Please write out the stretch of the forum post below from "Unfortunately (or fortunately, it" through "old post? Thanks!", word for word.

* **Text provided**
************
Unfortunately (or fortunately, it is sometimes one, sometimes the other) the time limit to do so it about half-an-hour. The reasons for this being set up that way are valid, but a bit much to go into here....
Just go ahead and post the corrections you'd make, and not worry about it; that's the best way to handle such a thing....
Thanks mate!
I'll just repost the review, and, perhaps, one of you kind mods could delete the old post? Thanks!
Case and the Dreamer - Theodore Sturgeon
(Review 2.0)
“Ask the next question.”
This was Theodore Sturgeon's motto, and the driving force behind much of his work. It is also the meaning of the silver “Q” with an arrow through it that he wore on a necklace around his neck. He loved to ask questions, questions that, once asked, would reveal thought provoking and sometimes shocking answers. Each question asked unearths another layer, and each question answered reveals more questions.
In Case and the Dreamer, a collection of three short stories, Sturgeon asks questions about love. The first story, the title story, asks questions dealing with interspecies, alien love. The second story, If All Men Were Brothers, Would You Let One Marry Your Sister, the best story of the three, asks, “Is there a kind of love so heinous that it could turn an entire planet into a pariah?” And the final story, When You Care, When You Love, is a surprisingly timely story about love and human cloning. When You Care, When You Love is the least interesting of these. To tell you the truth, I didn't get much out of it at all. For this reason, this review will solely focus on the first two stories.
************
* **Excerpted records**
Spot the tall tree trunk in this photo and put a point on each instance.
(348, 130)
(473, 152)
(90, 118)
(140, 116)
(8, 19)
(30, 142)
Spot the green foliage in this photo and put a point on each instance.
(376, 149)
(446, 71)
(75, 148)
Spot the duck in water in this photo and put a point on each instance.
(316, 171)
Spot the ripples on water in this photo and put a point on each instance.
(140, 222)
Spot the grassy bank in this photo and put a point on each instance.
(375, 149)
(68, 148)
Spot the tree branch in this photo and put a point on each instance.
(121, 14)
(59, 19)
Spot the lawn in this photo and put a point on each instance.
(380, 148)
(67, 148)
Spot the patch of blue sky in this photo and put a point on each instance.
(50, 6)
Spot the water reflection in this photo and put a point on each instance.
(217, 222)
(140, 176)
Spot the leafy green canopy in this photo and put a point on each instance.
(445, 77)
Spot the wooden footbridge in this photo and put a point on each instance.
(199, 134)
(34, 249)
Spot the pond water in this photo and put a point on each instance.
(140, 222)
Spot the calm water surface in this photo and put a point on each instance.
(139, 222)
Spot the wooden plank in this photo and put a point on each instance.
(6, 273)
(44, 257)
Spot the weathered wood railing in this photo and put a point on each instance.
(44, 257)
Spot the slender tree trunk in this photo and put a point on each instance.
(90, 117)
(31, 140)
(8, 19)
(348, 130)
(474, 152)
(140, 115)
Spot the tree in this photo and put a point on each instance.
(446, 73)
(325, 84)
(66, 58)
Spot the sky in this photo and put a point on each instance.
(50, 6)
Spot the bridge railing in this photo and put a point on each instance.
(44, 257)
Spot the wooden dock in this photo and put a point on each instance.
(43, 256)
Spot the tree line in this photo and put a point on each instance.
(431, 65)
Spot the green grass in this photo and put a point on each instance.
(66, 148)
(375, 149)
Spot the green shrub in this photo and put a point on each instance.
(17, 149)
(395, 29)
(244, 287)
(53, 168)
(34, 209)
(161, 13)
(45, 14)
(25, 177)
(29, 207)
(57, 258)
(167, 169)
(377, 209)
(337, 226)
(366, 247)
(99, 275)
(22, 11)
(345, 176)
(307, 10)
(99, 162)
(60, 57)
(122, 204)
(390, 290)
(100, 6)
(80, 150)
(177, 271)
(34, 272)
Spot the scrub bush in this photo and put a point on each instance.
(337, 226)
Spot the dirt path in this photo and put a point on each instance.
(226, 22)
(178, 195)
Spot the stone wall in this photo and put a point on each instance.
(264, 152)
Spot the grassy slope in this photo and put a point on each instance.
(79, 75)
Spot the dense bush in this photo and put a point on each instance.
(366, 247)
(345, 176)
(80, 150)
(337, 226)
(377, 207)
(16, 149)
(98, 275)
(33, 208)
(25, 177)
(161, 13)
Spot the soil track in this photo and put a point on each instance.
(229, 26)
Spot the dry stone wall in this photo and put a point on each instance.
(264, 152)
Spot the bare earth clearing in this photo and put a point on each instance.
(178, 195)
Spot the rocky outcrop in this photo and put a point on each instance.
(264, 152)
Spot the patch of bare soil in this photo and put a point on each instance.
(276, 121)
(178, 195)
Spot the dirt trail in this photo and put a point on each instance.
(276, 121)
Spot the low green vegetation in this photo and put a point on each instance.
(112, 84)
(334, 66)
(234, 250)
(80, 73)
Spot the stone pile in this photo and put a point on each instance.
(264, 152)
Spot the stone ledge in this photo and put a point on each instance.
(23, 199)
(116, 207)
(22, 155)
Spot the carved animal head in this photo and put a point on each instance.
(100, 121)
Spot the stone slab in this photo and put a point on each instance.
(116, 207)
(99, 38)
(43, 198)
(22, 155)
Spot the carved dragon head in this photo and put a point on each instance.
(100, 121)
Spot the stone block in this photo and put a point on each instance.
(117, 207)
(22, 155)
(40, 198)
************
* **Solution to this exercise**
Unfortunately (or fortunately, it is sometimes one, sometimes the other) the time limit to do so it about half-an-hour. The reasons for this being set up that way are valid, but a bit much to go into here....
Just go ahead and post the corrections you'd make, and not worry about it; that's the best way to handle such a thing....
Thanks mate!
I'll just repost the review, and, perhaps, one of you kind mods could delete the old post? Thanks!